▸ Exercise: Please continue the article on projecting real-time video into an MRI scanner for mirror therapy, starting right after its final line.

▸ Passage:
::::::

Real-time Video Projection in an MRI for Characterization of Neural Correlates Associated with Mirror Therapy for Phantom Limb Pain

Abstract

Mirror therapy (MT) has been proposed as an effective rehabilitative strategy to alleviate pain symptoms in amputees with phantom limb pain (PLP). However, establishing the neural correlates associated with MT therapy have been challenging given that it is difficult to administer the therapy effectively within a magnetic resonance imaging (MRI) scanner environment. To characterize the functional organization of cortical regions associated with this rehabilitative strategy, we have developed a combined behavioral and functional neuroimaging protocol that can be applied in participants with a leg amputation. This novel approach allows participants to undergo MT within the MRI scanner environment by viewing real-time video images captured by a camera. The images are viewed by the participant through a system of mirrors and a monitor that the participant views while lying on the scanner bed. In this manner, functional changes in cortical areas of interest (e.g., sensorimotor cortex) can be characterized in response to the direct application of MT.

Figures

Figure 1:. Video camera and mirror set up.

The mirror is positioned between the legs at an angle of about 45°, depending on the participant’s height and amputation level. The goal is to cover the residual limb and make it invisible to the video systems. Sandbags are used to keep the mirror in the correct position. The camera positioning is also adaptable and can be easily changed using the tripod or the adaptable hock (changes the angle of the camera).

Figure 2:. Schematic of video camera and image projection in the scanner environment.

::::::

▸ Data for review:
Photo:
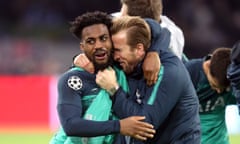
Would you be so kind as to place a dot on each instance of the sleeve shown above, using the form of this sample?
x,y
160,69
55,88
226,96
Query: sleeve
x,y
233,72
193,70
70,113
156,112
160,37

::::::

▸ Written answer:
The real-time video projection of the mirror therapy system consists of three subsystems. 1) Camera and monitor subsystem. The video is transmitted to the monitor, so the subject can watch the leg and mirror leg movements in real-time. 2) The head coil with the mirror attached. The mirror in the head coil allows the participant to watch the monitor without moving their head. The mirror is at a 45° angle at eye level. 3) The mirror and sandbags. The MRI-compatible mirror is carefully placed between the legs and the residual limb in a way that it covers the residual limb and allows for the best image to be shown.

Figure 3:. Task design.

The task design consists of three steps. During the first “leg” step, the subject is instructed to move the leg (flexing the foot) at a pace of about one movement every 2 s (10 movements in 20 s), with their eyes closed. For the second “mirror” step, the participant has to keep moving the leg (10 movements in 20 s) while looking at the video monitor displaying the online real-time mirror image of the legs. The last step instructs the subject to rest.

Figure 4:. Representative example of the cortical activations in response to mirror therapy in the MRI scanner.

(A) Comparing leg movement versus the rest condition resulted in a robust activation within the sensorimotor representation of the leg of the contralateral (i.e., left) and ipsilateral cortex. (B) The mirror condition versus rest condition also confirmed a robust contralateral and ipsilateral activation of the cortical leg sensorimotor representation, as well as occipital (i.e., visual) cortical activation associated with viewing the projected image of the moving leg.